Extract to read:

The brewery also had to show its commitment to using Salmon-Safe-approved materials and certified practices (such as low-flow faucets, retention ponds, and pervious concrete) in a planned expansion.

Though Hopworks’s brewery is certified Salmon-Safe, the company’s beer is not. Like a small number of other craft breweries in the United States, Hopworks uses Salmon-Safe hops (which have to pass their own certification process). But according to Ettinger, finding Salmon-Safe malted barley is the final hurdle to producing entirely Salmon-Safe-certified beer.

In the United States, wild salmon have disappeared from 40 percent of their historic breeding range. Human-induced habitat loss, overfishing, and pollution are considered major contributing factors to the decline. The Pacific Rivers Council launched Salmon-Safe in 1997 (though it has since become its own organization), but Kent says that it is hard to evaluate the effect the certification program has had on salmon populations so far.

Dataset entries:
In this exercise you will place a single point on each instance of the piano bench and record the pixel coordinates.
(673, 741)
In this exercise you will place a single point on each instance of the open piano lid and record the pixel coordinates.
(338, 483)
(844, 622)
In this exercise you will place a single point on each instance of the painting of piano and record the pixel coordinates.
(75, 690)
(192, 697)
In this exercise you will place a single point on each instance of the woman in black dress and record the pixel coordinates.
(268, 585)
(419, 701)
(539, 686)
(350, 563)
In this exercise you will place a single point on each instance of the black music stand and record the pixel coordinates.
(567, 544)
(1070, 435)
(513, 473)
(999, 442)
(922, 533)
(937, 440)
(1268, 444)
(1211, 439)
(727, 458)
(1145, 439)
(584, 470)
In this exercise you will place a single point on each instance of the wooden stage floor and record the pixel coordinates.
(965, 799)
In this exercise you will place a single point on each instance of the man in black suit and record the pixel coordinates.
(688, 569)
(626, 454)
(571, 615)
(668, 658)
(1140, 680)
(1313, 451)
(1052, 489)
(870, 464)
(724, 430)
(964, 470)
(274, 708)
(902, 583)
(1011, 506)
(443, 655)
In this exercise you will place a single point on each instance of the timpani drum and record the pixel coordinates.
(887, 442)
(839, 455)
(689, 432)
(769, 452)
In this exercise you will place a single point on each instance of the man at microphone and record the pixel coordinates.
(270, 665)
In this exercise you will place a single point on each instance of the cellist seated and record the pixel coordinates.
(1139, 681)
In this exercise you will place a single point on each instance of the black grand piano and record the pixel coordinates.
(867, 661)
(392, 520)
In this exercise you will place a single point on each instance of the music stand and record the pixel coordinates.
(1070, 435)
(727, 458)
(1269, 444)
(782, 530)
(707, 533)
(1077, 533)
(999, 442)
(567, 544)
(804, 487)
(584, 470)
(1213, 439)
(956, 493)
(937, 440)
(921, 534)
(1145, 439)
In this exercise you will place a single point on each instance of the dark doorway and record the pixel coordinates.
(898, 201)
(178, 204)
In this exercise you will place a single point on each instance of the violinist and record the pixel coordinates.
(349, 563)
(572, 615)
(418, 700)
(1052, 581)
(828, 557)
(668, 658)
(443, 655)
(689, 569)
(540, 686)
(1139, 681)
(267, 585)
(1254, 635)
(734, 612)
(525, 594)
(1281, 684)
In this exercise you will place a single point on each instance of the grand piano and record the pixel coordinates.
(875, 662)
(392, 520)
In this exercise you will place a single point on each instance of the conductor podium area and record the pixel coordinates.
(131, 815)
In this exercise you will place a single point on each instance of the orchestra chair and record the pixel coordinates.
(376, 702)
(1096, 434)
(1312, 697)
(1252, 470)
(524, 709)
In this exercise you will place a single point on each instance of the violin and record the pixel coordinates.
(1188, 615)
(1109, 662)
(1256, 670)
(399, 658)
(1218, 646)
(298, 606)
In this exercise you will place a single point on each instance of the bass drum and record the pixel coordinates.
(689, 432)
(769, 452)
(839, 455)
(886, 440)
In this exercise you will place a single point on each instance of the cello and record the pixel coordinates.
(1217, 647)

Complete the following:
• A. In the Salmon-Safe passage, what is described as the final hurdle to producing entirely Salmon-Safe-certified beer?
• B. Repeat the stretch of the Salmon-Safe passage from "In the United States, wild" through "populations so far.".
• C. Go on with the Salmon-Safe passage from the point where it stops.

Answers by task:
• A. Finding Salmon-Safe malted barley.

• B.
In the United States, wild salmon have disappeared from 40 percent of their historic breeding range. Human-induced habitat loss, overfishing, and pollution are considered major contributing factors to the decline. The Pacific Rivers Council launched Salmon-Safe in 1997 (though it has since become its own organization), but Kent says that it is hard to evaluate the effect the certification program has had on salmon populations so far.

• C.
“We’re working up and down the coast and having incremental impacts on countless streams, but in terms of quantifying the impact and knowing that it’s a result from the efforts of Salmon-Safe-certified landowners, that’s much more challenging,” Kent says. “We’re working to quantify it, at least on the water-quality side.”

Despite the difficulties, Kent is keen to see the program spread: “Our goal is to take this brewery site certification up and down the coast in the same way that breweries have signed on to sourcing Salmon-Safe hops,” he says. “We do see an environmental ethic in the craft-brewing industry that we don’t really see anywhere else.”